Extract provided:
============

Criminally responsible The determination that a defendant’s crime was the product of both an action or attempted action (the alleged criminal behavior) and his or her intention to perform that action.

As discussed in Chapter 1, the term insanity is a legal term and is not used in DSM-5. The legal concept of insanity addresses the question of whether a person was, at the time he or she committed a crime, criminally responsible—which involves both action and intention: To be criminally responsible means that a defendant’s crime was the product of both an action or attempted action (the alleged criminal behavior) and his or her intention to perform that action (Greene et al., 2007; Meyer & Weaver, 2006).

After a crime has been committed and a person has been arrested, the legal system specifies two distinct periods when the defendant could have been suffering from a mental illness: (1) At the time he or she (allegedly) committed the act; might the insanity defense be appropriate? (2) During the time of assessment, leading up to the trial; can the person adequately assist in his or her own defense? Is the person competent to stand trial? We next discuss each of these circumstances in turn.

============

Data:

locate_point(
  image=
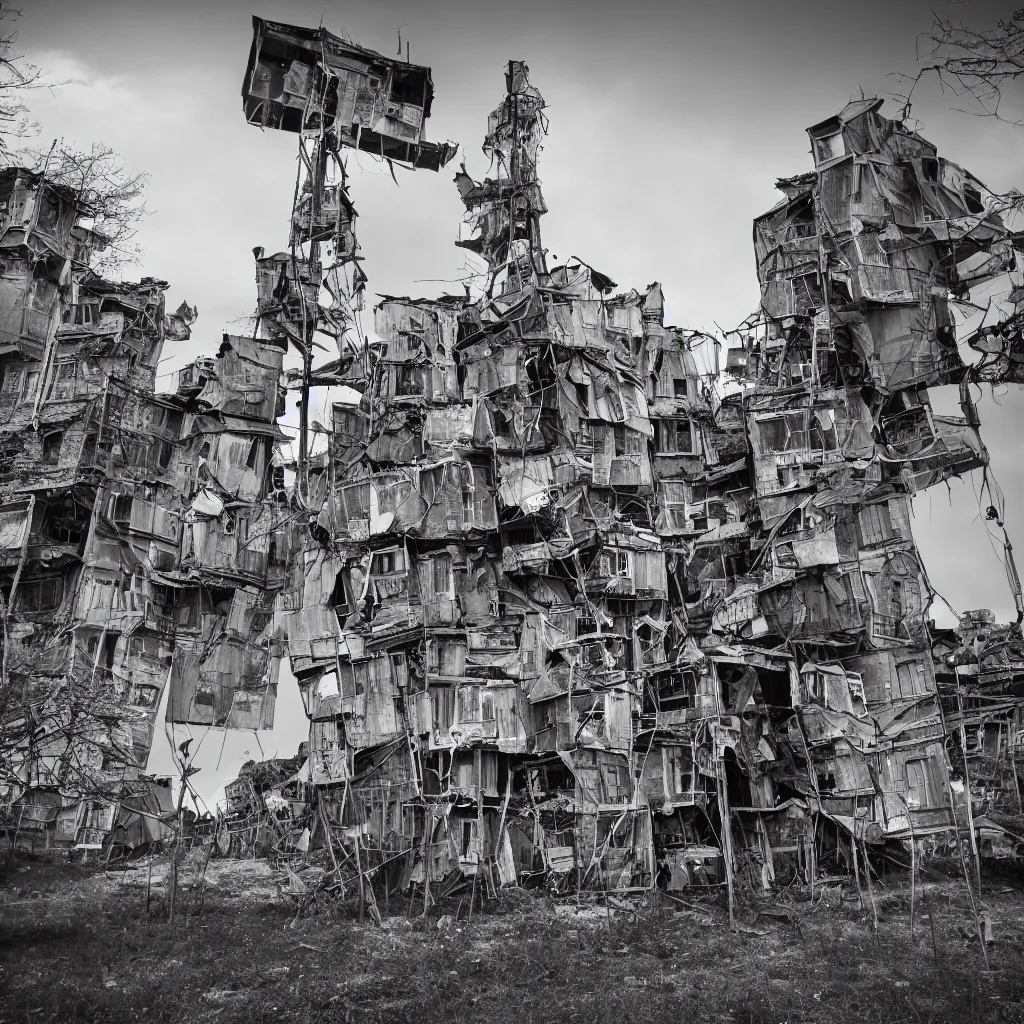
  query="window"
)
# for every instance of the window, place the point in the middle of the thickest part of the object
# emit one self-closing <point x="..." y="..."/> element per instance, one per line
<point x="616" y="563"/>
<point x="677" y="436"/>
<point x="386" y="562"/>
<point x="442" y="574"/>
<point x="51" y="446"/>
<point x="807" y="292"/>
<point x="896" y="600"/>
<point x="829" y="147"/>
<point x="628" y="441"/>
<point x="783" y="433"/>
<point x="62" y="386"/>
<point x="972" y="197"/>
<point x="409" y="380"/>
<point x="120" y="510"/>
<point x="40" y="595"/>
<point x="916" y="783"/>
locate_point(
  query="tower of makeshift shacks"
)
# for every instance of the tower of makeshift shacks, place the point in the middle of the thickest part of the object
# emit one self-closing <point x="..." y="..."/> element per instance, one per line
<point x="580" y="613"/>
<point x="85" y="454"/>
<point x="559" y="604"/>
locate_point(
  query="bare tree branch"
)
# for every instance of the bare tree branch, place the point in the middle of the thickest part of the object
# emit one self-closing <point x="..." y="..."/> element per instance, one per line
<point x="112" y="195"/>
<point x="978" y="65"/>
<point x="16" y="77"/>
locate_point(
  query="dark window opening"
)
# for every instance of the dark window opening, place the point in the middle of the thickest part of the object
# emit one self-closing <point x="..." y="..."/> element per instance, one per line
<point x="51" y="446"/>
<point x="972" y="197"/>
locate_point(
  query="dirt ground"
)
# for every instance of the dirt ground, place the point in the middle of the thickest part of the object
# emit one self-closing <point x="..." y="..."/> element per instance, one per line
<point x="81" y="944"/>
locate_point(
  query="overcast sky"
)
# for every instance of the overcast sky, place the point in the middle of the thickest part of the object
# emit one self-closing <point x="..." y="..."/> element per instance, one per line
<point x="670" y="123"/>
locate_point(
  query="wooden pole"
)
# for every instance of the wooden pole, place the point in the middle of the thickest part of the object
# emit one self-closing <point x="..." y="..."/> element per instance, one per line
<point x="723" y="806"/>
<point x="870" y="888"/>
<point x="967" y="782"/>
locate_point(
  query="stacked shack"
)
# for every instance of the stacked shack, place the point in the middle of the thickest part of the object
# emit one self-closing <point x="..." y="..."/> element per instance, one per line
<point x="560" y="605"/>
<point x="574" y="609"/>
<point x="87" y="519"/>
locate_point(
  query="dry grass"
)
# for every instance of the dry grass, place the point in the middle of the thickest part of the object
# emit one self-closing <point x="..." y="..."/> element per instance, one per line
<point x="81" y="948"/>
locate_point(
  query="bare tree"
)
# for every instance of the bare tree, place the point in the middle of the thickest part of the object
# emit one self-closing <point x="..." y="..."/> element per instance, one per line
<point x="16" y="76"/>
<point x="112" y="195"/>
<point x="976" y="64"/>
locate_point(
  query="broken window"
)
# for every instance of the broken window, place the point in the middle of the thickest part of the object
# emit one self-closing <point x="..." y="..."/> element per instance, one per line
<point x="615" y="563"/>
<point x="120" y="510"/>
<point x="386" y="562"/>
<point x="486" y="708"/>
<point x="628" y="441"/>
<point x="896" y="600"/>
<point x="807" y="292"/>
<point x="40" y="595"/>
<point x="783" y="433"/>
<point x="916" y="782"/>
<point x="52" y="442"/>
<point x="62" y="386"/>
<point x="676" y="436"/>
<point x="829" y="147"/>
<point x="442" y="574"/>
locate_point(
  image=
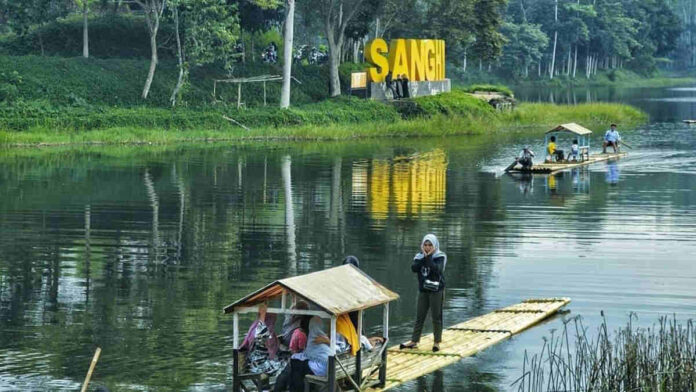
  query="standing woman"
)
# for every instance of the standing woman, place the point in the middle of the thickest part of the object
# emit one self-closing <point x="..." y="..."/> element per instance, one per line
<point x="429" y="265"/>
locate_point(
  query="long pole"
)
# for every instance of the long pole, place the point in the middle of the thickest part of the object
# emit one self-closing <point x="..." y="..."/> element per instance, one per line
<point x="91" y="369"/>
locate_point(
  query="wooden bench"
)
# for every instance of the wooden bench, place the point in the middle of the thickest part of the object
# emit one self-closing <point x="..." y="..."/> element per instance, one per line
<point x="370" y="361"/>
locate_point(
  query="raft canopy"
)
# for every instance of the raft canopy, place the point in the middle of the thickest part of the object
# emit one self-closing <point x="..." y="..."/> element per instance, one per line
<point x="583" y="136"/>
<point x="335" y="290"/>
<point x="572" y="128"/>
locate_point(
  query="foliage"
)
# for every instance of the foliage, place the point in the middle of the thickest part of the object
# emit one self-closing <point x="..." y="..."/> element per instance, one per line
<point x="109" y="35"/>
<point x="332" y="119"/>
<point x="659" y="359"/>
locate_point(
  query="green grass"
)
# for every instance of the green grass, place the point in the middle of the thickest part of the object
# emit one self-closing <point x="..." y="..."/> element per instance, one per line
<point x="526" y="118"/>
<point x="613" y="78"/>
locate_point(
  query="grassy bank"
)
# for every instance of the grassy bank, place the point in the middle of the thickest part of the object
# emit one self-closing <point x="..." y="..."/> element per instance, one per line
<point x="613" y="78"/>
<point x="444" y="115"/>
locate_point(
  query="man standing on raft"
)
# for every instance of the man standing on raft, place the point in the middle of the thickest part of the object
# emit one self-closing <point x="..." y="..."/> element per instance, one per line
<point x="611" y="138"/>
<point x="429" y="264"/>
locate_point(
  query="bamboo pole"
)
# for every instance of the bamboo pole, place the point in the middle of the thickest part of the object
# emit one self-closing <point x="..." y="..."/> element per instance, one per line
<point x="91" y="369"/>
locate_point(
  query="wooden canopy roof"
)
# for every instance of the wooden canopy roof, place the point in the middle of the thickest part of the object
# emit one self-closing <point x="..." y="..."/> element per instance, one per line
<point x="572" y="128"/>
<point x="335" y="290"/>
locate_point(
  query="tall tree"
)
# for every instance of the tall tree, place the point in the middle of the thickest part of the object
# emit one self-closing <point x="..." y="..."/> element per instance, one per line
<point x="84" y="6"/>
<point x="336" y="15"/>
<point x="289" y="27"/>
<point x="487" y="20"/>
<point x="153" y="10"/>
<point x="209" y="28"/>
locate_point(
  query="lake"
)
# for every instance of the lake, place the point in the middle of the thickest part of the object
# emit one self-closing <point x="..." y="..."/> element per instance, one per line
<point x="137" y="249"/>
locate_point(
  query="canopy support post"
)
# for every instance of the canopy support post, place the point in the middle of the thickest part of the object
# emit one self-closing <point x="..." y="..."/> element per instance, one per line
<point x="385" y="333"/>
<point x="358" y="355"/>
<point x="236" y="382"/>
<point x="331" y="376"/>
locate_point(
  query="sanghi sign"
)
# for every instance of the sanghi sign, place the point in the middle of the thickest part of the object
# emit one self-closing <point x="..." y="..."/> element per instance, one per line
<point x="420" y="59"/>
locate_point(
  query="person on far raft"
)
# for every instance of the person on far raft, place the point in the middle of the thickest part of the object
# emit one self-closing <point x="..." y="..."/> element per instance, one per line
<point x="611" y="138"/>
<point x="552" y="150"/>
<point x="525" y="158"/>
<point x="430" y="265"/>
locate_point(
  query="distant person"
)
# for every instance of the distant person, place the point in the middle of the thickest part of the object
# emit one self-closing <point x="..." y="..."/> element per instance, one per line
<point x="613" y="173"/>
<point x="430" y="265"/>
<point x="611" y="138"/>
<point x="553" y="151"/>
<point x="525" y="158"/>
<point x="404" y="87"/>
<point x="574" y="150"/>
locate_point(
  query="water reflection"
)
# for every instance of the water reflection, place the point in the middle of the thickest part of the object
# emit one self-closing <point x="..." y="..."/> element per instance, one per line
<point x="137" y="251"/>
<point x="414" y="185"/>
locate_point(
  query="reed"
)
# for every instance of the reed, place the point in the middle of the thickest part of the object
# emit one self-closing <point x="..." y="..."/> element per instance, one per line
<point x="661" y="358"/>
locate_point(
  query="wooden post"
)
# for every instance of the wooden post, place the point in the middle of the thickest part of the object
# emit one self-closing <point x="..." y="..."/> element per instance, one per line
<point x="236" y="384"/>
<point x="358" y="355"/>
<point x="385" y="333"/>
<point x="331" y="376"/>
<point x="91" y="369"/>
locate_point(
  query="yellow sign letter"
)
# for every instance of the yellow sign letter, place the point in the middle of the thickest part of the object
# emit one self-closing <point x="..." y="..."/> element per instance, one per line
<point x="375" y="55"/>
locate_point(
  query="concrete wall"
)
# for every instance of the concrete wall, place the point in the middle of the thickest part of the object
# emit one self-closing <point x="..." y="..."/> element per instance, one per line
<point x="380" y="92"/>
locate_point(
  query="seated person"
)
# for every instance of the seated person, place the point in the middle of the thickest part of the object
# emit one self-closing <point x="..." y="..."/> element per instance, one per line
<point x="611" y="138"/>
<point x="574" y="150"/>
<point x="525" y="158"/>
<point x="261" y="345"/>
<point x="292" y="322"/>
<point x="313" y="360"/>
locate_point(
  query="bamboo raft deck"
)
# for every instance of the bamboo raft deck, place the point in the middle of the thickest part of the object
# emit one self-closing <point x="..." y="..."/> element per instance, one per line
<point x="553" y="167"/>
<point x="466" y="339"/>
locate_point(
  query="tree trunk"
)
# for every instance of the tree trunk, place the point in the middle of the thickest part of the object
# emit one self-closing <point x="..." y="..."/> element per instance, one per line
<point x="553" y="55"/>
<point x="180" y="58"/>
<point x="575" y="62"/>
<point x="570" y="60"/>
<point x="464" y="62"/>
<point x="334" y="61"/>
<point x="153" y="66"/>
<point x="555" y="41"/>
<point x="287" y="54"/>
<point x="85" y="31"/>
<point x="43" y="53"/>
<point x="153" y="14"/>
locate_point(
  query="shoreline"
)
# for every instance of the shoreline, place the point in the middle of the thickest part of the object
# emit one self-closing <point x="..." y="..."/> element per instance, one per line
<point x="441" y="122"/>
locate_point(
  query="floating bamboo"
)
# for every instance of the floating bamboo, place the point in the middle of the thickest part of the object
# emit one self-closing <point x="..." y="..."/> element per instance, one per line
<point x="553" y="167"/>
<point x="91" y="369"/>
<point x="466" y="339"/>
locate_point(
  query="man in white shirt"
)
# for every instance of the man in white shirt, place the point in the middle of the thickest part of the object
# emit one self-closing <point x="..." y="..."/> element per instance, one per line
<point x="611" y="138"/>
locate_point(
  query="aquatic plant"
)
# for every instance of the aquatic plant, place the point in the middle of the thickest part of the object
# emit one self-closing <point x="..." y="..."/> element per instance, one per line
<point x="657" y="359"/>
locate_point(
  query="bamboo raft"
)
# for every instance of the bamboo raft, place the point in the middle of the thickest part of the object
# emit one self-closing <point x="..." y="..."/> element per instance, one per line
<point x="553" y="167"/>
<point x="466" y="339"/>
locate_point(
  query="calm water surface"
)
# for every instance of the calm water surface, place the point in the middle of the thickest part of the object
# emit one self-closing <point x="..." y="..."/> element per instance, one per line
<point x="137" y="251"/>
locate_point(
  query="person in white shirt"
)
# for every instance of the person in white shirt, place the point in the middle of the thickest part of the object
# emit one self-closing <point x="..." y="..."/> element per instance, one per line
<point x="611" y="138"/>
<point x="525" y="158"/>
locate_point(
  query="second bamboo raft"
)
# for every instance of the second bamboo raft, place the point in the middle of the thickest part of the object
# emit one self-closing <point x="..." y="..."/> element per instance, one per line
<point x="466" y="339"/>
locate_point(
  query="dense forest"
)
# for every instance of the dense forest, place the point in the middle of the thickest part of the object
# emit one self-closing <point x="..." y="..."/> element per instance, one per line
<point x="514" y="39"/>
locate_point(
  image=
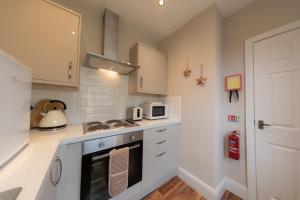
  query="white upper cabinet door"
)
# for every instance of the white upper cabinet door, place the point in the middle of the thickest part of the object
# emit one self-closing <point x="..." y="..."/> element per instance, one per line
<point x="45" y="37"/>
<point x="150" y="78"/>
<point x="277" y="116"/>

============

What you will do: From the passage on criminal responsibility, transcribe the text between "Criminally responsible The" and "Meyer & Weaver, 2006).", inclusive.

Task result:
Criminally responsible The determination that a defendant’s crime was the product of both an action or attempted action (the alleged criminal behavior) and his or her intention to perform that action.

As discussed in Chapter 1, the term insanity is a legal term and is not used in DSM-5. The legal concept of insanity addresses the question of whether a person was, at the time he or she committed a crime, criminally responsible—which involves both action and intention: To be criminally responsible means that a defendant’s crime was the product of both an action or attempted action (the alleged criminal behavior) and his or her intention to perform that action (Greene et al., 2007; Meyer & Weaver, 2006).